## SET OF TASKS
a: Answer these questions using the speech on lobbying transparency:
(i) In what month and year did Mr Cameron give the speech titled “Rebuilding Trust in Politics”?
(ii) According to the speaker, how often does the existing ministerial code require meetings with external organisations to be disclosed?
(iii) What kind of matter does the speaker's amendment exempt from disclosure?
b: Resume the speech on lobbying transparency, starting after its final sentence.

───── TEXT

I submit that the Minister did not go far enough in Committee. Indeed, the ministerial code, as it is, requires that the disclosure of meetings between Ministers and others with external organisations should be at least quarterly, so the Minister adopted a minimalist position in this regard.

Mr Cameron, when he was leader of the Opposition, made a speech in February 2010 entitled “Rebuilding Trust in Politics”, in which he said that,

“it’s time we shone the light of transparency on lobbying”.

Then nothing happened for three years until scandals forced the Government to act, but even now their proposals are inadequate—many would say derisorily so. I believe that the minimalist position taken by the Government will not hold. The disclosure of only the names of organisations that Ministers, special advisers, Permanent Secretaries and the chief executive of the IPO have met is palpably inadequate. The lobbying consultancies sell their services on the basis that they know how to get to the officials who are formulating policy options and briefing Ministers. There is much agitation in the media about the lobbying of politicians, but the lobbying of officials is at least equally important. Therefore, my amendment would require much fuller transparency than the Minister has so far been willing to contemplate. My drafting is amateur and could no doubt be improved, but if noble Lords are kind enough to read the amendment I think that they will be clear about what I am driving at.

I have of course made an exception to the requirement for disclosure of matter that can properly be regarded as commercially confidential. I think that that must be right, although I also have to say that the mantra of “commercial in confidence” induces quite a lot of scepticism among Members of Parliament and noble Lords who again and again have been fobbed off with its deployment when they have sought to probe government contracts for the public service—contracts that are extremely important and about which parliamentarians should be entitled to know more than the Government customarily allow. However, that is a side issue.

──────────
───── RECORDED DATA

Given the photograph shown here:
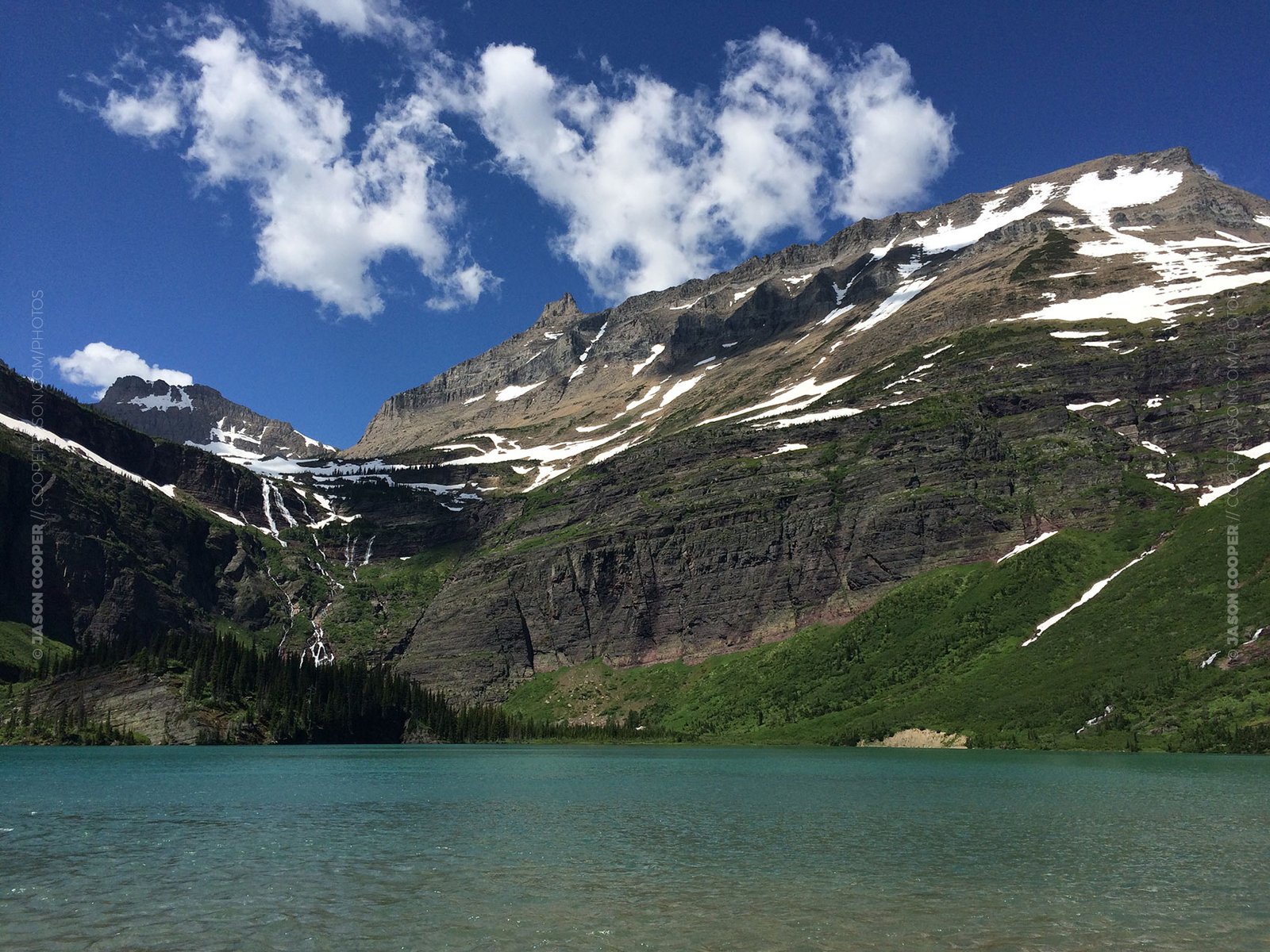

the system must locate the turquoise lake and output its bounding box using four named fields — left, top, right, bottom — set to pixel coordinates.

──────────
───── RECORDED DATA

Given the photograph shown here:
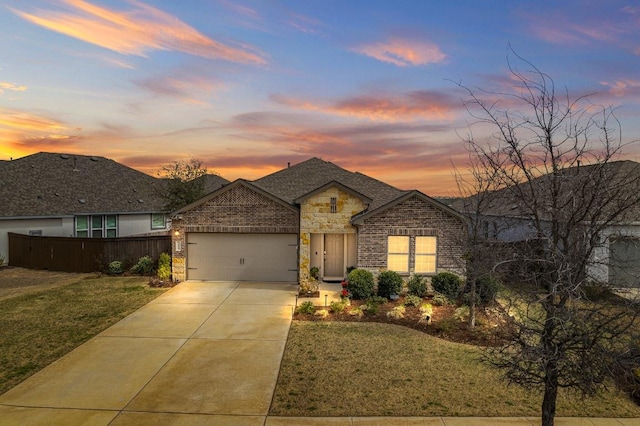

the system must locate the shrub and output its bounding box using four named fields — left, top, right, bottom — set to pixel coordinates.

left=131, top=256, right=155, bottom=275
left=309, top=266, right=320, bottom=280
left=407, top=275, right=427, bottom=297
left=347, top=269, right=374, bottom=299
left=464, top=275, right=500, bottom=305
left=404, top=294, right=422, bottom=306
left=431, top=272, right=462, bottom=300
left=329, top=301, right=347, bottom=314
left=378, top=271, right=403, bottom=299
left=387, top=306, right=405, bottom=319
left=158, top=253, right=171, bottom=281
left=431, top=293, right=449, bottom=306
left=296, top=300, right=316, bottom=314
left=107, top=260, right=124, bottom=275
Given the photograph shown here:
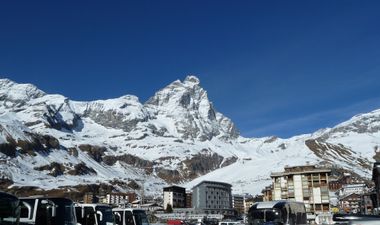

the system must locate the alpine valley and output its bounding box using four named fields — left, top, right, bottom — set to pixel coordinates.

──────────

## ANSWERS GIVEN
a:
(i) February 2010
(ii) At least quarterly
(iii) Matter that can properly be regarded as commercially confidential

b:
I make it clear that I am not opposed to lobbying. Of course it must be right in a liberal society and a democracy that people can make representations on behalf of themselves and other interests to those who are in power. It is legitimate and indeed positively a good thing that interested parties should have an opportunity to explain their case to the IPO. However, equally, other interested parties and other citizens ought to be entitled to know who is making such representations and, in broad terms, what the content of those representations may be. After all, they may have another legitimate case. Indeed, they may be able to assist the Intellectual Property Office and the Minister as they seek to make the right decisions in the public interest.

The IPO is, I believe, in receipt of a very great deal of lobbying—much of it aggressive. The public are worried about lobbying. Mr Cameron spoke of the,

“far-too-cosy relationship between politics, government, business and money”.

He spoke of the need to shine the light of transparency on,

“who is buying power and influence”.

In those words, it seems to me, Mr Cameron made a fairly serious allegation, although I note of course that it was not specifically in relation to intellectual property.

Last week in a column in the Guardian on 19 July, Sir Simon Jenkins went so far as to say:

“Doing the right thing is hardly a consideration in Whitehall now”.

I think that that remark is grossly exaggerated and unjust, but if prominent columnists are saying such things, no wonder there is some cynicism among the public.

I do not in any sense impugn the motives or the honesty of officials in the IPO, in the business department or anywhere else, but I believe that they are under great pressure. The drug companies, for example, are prepared to exert pressure on an enormous scale. I again quote Sir Simon Jenkins in that article. He says that,

“the NHS allows drug companies to spend £40m a year on gifts to doctors, blatantly, to use their products at the expense of the same NHS.”.

We have been reading in the newspapers about the extraordinary allegations against western pharmaceutical companies and their practices in China. I do not doubt that pharmaceutical companies will spend whatever it takes to influence decisions on the patenting of new drugs.

I simply think it is important to reassure the public. We have an opportunity through this amendment to protect the reputation of the Intellectual Property Office and to protect the reputation of the intellectual property regime all in all. The Government were slow to act on the commitment made in the coalition agreement, but this amendment offers the Minister the opportunity to provide an exemplary policy. I hope he will seize that opportunity. I beg to move.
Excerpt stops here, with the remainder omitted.